### 文書
海洋環境保全・生物多様性保護


基本的な考え方

商船三井グループは、事業による海洋環境及び生態系への影響を認識し、事業活動の場であり世界万人の共有財産である海洋環境及び生物多様性への影響を最小化するための取り組みを、積極的に推進します。安全運航の徹底による海難事故防止や、貨物の積荷役に合わせて行うバラスト水の適正管理などの環境規制遵守はもちろん、悪影響の軽減に向けた自主的な取り組みも実施しています。
当社グループが海洋環境及び生物多様性保全に努める旨は、「商船三井グループ 環境憲章」に明記しています。また、サステナビリティ計画「MOL Sustainability Plan」では、「海洋環境及び生物多様性への悪影響の軽減」という目標を掲げ、KPIとアクションプランの進捗を測りながら、取り組みの改善に努めています。詳細は、環境マネジメント及びサステナビリティ課題(マテリアリティ)のページをご覧ください。


自社における取り組み

バラスト水管理

貨物の積荷役に合わせて行うバラスト水の排出は、海洋生物を越境移動させ、海洋生態系に対して影響を与えるおそれがあります。国際海事機関(IMO)では2004年に「バラスト水管理条約」が採択され、2017年9月に条約が発効しました。

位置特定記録
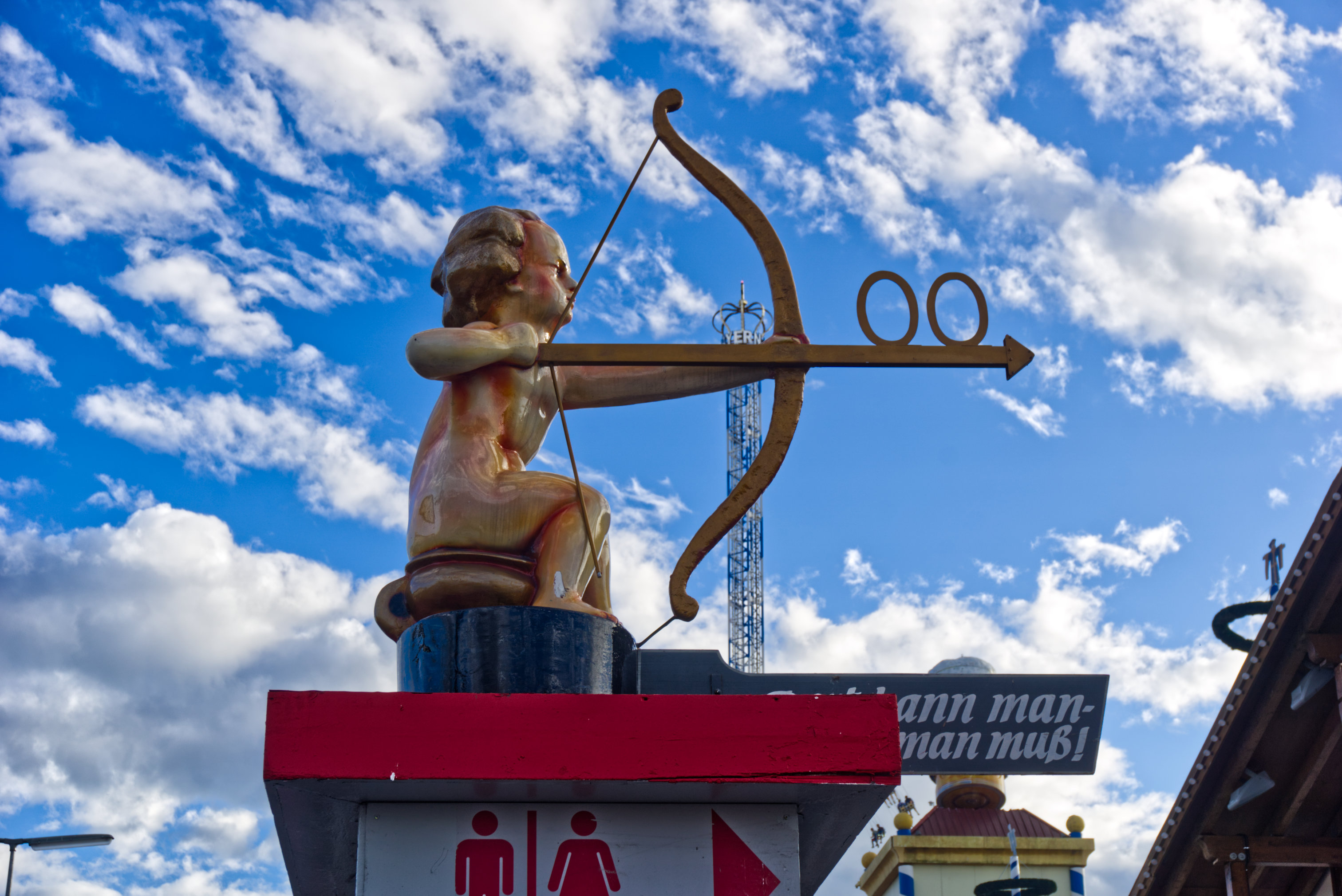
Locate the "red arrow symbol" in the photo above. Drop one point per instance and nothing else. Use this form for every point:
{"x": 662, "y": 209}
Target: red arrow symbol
{"x": 736, "y": 870}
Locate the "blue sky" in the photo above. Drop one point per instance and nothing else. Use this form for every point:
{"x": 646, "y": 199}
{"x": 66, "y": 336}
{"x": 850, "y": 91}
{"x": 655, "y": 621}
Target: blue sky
{"x": 221, "y": 222}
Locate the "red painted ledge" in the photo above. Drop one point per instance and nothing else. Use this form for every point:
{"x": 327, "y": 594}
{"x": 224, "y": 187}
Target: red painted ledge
{"x": 563, "y": 737}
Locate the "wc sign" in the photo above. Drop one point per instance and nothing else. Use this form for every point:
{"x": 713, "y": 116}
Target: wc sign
{"x": 576, "y": 849}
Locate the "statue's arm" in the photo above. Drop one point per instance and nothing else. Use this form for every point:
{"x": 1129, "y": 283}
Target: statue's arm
{"x": 611, "y": 387}
{"x": 447, "y": 352}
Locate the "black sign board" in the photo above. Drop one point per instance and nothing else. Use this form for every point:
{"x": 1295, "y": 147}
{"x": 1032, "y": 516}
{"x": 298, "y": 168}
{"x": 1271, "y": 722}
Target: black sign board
{"x": 1016, "y": 725}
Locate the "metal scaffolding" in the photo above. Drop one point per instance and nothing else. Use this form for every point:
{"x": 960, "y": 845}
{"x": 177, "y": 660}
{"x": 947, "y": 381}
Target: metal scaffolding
{"x": 744, "y": 324}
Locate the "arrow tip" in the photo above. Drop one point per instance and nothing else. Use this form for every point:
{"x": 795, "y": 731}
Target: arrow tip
{"x": 1018, "y": 357}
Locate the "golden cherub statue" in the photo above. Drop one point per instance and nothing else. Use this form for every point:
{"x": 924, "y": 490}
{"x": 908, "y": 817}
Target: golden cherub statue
{"x": 484, "y": 529}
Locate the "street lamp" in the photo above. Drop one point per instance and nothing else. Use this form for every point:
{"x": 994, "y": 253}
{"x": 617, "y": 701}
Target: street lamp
{"x": 67, "y": 841}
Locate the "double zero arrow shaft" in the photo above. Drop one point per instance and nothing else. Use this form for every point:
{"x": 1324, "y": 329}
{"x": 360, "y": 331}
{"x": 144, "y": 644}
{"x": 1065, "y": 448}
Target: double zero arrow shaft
{"x": 1011, "y": 356}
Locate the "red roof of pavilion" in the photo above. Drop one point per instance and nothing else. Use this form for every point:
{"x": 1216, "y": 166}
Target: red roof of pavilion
{"x": 983, "y": 823}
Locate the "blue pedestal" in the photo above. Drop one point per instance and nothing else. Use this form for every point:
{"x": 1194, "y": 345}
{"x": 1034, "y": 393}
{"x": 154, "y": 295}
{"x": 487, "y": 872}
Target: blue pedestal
{"x": 512, "y": 650}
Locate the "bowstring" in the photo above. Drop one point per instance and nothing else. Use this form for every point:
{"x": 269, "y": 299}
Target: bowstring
{"x": 555, "y": 377}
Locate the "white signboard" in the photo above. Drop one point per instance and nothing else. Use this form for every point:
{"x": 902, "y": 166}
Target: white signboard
{"x": 577, "y": 849}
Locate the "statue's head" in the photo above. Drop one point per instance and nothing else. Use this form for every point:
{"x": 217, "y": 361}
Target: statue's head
{"x": 482, "y": 257}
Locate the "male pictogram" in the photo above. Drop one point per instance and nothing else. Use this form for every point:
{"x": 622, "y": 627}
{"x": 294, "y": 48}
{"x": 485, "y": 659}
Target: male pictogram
{"x": 584, "y": 867}
{"x": 485, "y": 867}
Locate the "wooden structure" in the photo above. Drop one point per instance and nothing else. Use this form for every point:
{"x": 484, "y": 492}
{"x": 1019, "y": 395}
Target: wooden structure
{"x": 1283, "y": 836}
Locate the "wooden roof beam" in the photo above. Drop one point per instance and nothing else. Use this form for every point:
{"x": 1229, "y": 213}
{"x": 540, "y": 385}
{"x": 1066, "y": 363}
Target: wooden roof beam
{"x": 1320, "y": 852}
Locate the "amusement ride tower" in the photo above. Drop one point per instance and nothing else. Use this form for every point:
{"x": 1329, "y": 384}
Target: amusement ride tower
{"x": 744, "y": 324}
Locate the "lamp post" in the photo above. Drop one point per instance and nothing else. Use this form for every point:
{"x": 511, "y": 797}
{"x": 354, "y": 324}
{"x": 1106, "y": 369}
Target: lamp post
{"x": 67, "y": 841}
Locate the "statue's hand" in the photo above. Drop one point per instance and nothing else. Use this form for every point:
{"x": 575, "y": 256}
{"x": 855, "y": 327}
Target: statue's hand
{"x": 522, "y": 342}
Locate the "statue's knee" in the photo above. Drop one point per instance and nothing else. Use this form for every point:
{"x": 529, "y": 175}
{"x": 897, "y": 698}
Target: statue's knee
{"x": 598, "y": 506}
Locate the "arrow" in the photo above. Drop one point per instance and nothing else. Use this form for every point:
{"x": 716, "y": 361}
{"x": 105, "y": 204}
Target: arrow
{"x": 1011, "y": 356}
{"x": 736, "y": 870}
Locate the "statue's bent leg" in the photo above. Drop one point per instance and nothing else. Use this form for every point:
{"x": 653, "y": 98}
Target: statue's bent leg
{"x": 564, "y": 561}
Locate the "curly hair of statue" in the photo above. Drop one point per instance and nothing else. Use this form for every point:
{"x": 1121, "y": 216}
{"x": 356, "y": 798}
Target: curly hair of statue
{"x": 482, "y": 254}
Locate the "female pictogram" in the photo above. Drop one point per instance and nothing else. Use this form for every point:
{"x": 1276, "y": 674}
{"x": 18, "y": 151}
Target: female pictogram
{"x": 584, "y": 867}
{"x": 485, "y": 867}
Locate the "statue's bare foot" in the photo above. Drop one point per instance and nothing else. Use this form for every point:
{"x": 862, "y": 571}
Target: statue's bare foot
{"x": 571, "y": 601}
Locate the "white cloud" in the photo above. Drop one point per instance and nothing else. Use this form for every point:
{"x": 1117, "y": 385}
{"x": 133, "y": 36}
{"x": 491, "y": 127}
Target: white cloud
{"x": 136, "y": 698}
{"x": 382, "y": 83}
{"x": 638, "y": 286}
{"x": 27, "y": 73}
{"x": 1000, "y": 574}
{"x": 242, "y": 116}
{"x": 313, "y": 381}
{"x": 1328, "y": 452}
{"x": 22, "y": 354}
{"x": 960, "y": 49}
{"x": 1138, "y": 377}
{"x": 227, "y": 326}
{"x": 1054, "y": 368}
{"x": 857, "y": 572}
{"x": 398, "y": 227}
{"x": 1138, "y": 553}
{"x": 118, "y": 494}
{"x": 1037, "y": 415}
{"x": 14, "y": 303}
{"x": 27, "y": 432}
{"x": 246, "y": 120}
{"x": 19, "y": 487}
{"x": 1061, "y": 629}
{"x": 71, "y": 187}
{"x": 1238, "y": 274}
{"x": 91, "y": 317}
{"x": 1196, "y": 62}
{"x": 767, "y": 46}
{"x": 340, "y": 471}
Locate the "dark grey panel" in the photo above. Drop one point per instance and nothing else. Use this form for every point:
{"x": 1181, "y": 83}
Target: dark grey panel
{"x": 1020, "y": 725}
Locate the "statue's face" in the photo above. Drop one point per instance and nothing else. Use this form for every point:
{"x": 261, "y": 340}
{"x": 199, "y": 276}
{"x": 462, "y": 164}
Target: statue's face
{"x": 545, "y": 277}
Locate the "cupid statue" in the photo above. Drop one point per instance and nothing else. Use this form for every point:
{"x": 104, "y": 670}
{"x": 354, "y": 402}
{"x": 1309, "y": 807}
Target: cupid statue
{"x": 484, "y": 529}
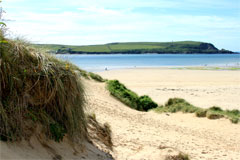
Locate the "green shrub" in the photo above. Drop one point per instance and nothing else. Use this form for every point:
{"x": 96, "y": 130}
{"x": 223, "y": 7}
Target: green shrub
{"x": 234, "y": 112}
{"x": 214, "y": 115}
{"x": 122, "y": 93}
{"x": 201, "y": 113}
{"x": 180, "y": 156}
{"x": 234, "y": 120}
{"x": 214, "y": 108}
{"x": 145, "y": 103}
{"x": 57, "y": 131}
{"x": 96, "y": 77}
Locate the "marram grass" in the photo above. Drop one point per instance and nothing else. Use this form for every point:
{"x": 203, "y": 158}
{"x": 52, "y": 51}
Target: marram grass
{"x": 36, "y": 87}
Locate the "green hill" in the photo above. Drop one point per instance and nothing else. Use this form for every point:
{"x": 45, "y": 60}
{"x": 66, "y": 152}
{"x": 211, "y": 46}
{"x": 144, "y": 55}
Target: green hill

### 実施課題
1. 海洋環境保全に関する文書から、次の一文を英語に翻訳してください。「貨物の積荷役に合わせて行うバラスト水の排出は、海洋生物を越境移動させ、海洋生態系に対して影響を与えるおそれがあります。」
2. 海洋環境保全に関する文書を、最後の文の後から書き継いでください。

### 課題別解答
1. The discharge of ballast water in conjunction with cargo loading and unloading may carry marine organisms across borders and affect marine ecosystems.

2.
バラスト水を通した水生生物等の移動
バラスト水を通した水生生物等の移動

当社はメーカーなどと協力の上、バラスト水処理装置を開発し、2014年度に、条約発効に先行してバラスト水処理装置を搭載する全社方針を決定し、搭載を進めてきました。2021年度には新造船、既存船合計237隻に対し、装置搭載を完了しています。

バラスト水処理装置搭載 累積隻数と計画進捗率(当社グループ保有船)

船体付着生物管理

海洋生物が船体に付着し越境移動することで生物多様性へ悪影響を及ぼすことを防ぐためのガイドラインが、IMOにて採択されています。現在その改正に向けての議論が行われており、当社も業界団体を通じて実用性などの観点から意見を述べ、国際的な指針づくりに貢献しています。


海洋環境汚染の防止

  • 船舶の燃料油タンク及びタンカーの船体は、2重構造とすること(ダブルハル化)が国際条約で義務付けられており、当社グループも関係条約及び法令を遵守しています。
  • 船員の生活の場でもある船内では、荷役資材など船舶特有の廃棄物に加え、一般家庭と同様の廃棄物が発生します。当社運航船では、MARPOL条約に基づき、船内廃棄物の分別回収、貯蔵や処分を規定した「船内廃棄物管理計画」を策定。「廃棄物管理者」の指揮のもと、全乗務員に周知徹底を図っています。船内食物くずやそのほかの海洋環境に影響しない廃棄物は細かく粉砕して定められた海域で処分し、プラスチック類はそのまま陸揚げするなど、適切に処理しています。
  • 船舶の燃料油には不純物が多く含まれています。このためエンジンにおける燃料油の使用にあたっては、水分や不純物を取り除くための前処理を行っています。この前処理で発生した水分や不純物を含んだ不要な油(廃油)は、専用タンクで加熱して水分を除去した後、環境規制に適合した焼却処理を行っています。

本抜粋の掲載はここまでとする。